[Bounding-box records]
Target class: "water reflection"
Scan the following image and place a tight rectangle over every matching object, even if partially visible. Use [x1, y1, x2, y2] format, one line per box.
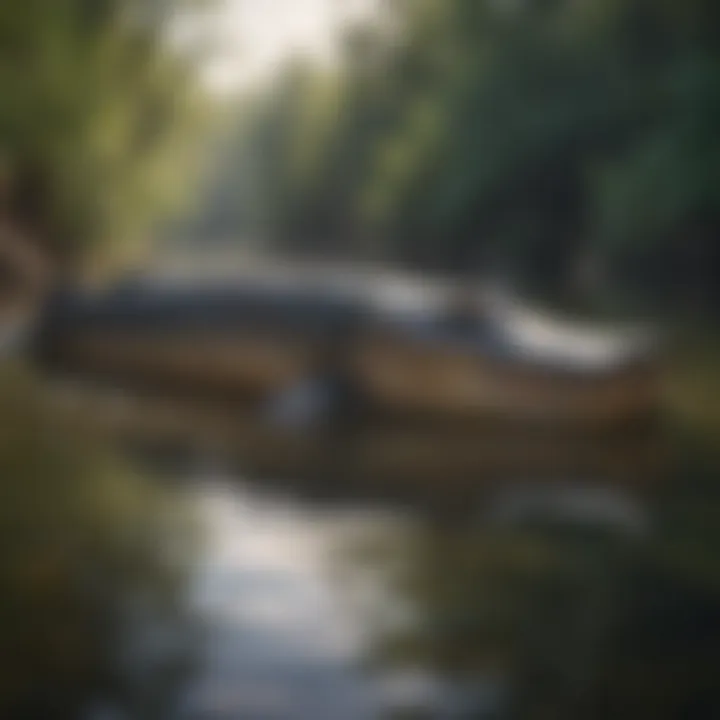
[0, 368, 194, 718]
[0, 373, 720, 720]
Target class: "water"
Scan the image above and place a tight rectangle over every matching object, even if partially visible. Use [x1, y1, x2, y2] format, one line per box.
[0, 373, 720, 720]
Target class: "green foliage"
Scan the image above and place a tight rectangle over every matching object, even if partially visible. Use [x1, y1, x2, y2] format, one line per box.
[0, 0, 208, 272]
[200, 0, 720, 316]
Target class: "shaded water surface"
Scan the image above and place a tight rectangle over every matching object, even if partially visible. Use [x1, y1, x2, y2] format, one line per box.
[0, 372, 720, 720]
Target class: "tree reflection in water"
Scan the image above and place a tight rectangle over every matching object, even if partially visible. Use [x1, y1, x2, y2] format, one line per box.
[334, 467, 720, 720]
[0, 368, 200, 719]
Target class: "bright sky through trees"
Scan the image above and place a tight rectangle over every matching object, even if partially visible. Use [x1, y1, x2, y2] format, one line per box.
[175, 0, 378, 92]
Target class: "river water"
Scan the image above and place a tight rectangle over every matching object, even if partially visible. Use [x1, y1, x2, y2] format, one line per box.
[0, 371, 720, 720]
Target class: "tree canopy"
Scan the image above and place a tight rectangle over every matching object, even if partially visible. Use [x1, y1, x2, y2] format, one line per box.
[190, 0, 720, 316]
--
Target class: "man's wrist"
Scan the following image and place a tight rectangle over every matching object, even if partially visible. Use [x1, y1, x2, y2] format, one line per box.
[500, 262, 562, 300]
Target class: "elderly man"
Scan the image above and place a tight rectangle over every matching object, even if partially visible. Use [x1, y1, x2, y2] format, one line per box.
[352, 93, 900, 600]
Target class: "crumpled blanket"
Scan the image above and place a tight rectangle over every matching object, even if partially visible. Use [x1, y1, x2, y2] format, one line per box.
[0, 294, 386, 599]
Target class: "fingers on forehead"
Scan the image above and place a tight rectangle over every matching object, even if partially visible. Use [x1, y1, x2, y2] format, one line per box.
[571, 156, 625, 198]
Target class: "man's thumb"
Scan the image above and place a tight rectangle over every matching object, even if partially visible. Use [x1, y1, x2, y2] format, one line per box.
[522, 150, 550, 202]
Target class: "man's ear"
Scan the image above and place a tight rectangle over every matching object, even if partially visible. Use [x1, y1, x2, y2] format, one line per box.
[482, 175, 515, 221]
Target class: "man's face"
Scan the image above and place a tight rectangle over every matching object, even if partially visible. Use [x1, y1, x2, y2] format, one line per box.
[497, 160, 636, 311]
---
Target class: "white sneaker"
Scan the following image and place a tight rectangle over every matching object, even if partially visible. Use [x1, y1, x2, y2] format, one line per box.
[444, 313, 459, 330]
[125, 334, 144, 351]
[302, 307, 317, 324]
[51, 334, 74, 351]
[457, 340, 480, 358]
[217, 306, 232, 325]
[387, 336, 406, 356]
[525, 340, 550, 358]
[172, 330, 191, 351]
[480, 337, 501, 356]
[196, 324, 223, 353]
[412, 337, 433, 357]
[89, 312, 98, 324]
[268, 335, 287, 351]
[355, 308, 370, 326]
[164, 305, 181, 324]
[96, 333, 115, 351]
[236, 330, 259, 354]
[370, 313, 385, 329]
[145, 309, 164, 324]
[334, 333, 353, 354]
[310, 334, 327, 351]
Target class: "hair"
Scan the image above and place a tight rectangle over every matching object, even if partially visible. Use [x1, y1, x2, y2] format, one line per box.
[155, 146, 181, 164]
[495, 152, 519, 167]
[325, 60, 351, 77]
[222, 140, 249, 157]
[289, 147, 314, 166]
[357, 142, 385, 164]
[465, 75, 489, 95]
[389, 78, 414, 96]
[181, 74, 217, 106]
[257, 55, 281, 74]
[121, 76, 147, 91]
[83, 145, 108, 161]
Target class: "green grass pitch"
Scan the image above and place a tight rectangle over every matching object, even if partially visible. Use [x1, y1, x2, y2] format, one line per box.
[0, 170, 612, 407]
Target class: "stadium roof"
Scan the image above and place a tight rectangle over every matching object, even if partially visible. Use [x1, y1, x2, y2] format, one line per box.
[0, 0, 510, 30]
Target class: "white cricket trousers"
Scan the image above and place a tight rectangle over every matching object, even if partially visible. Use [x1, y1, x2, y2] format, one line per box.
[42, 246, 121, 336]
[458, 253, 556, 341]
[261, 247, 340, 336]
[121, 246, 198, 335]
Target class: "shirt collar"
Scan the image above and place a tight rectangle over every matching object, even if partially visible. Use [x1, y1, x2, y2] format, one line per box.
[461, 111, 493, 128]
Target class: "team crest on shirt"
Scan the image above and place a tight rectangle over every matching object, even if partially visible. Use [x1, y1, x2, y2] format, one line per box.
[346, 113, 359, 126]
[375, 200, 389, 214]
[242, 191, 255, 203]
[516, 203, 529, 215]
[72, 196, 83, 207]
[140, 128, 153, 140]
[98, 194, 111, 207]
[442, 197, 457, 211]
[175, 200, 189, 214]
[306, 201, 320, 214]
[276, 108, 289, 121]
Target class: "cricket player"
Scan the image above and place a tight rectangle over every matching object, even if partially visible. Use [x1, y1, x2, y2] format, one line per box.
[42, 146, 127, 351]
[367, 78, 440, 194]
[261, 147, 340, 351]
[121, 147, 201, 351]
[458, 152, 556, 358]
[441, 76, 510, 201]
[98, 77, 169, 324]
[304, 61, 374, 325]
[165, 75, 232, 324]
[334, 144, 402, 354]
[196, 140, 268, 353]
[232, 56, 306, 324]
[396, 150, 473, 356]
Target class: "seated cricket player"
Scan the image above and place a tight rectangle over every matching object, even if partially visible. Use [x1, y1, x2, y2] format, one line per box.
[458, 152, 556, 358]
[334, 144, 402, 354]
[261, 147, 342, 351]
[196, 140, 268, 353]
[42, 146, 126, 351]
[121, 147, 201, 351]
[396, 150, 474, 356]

• [What the task asks]:
Count the lines in the listing above that contain the string "green". Reply with the number alone.

• [The response]:
2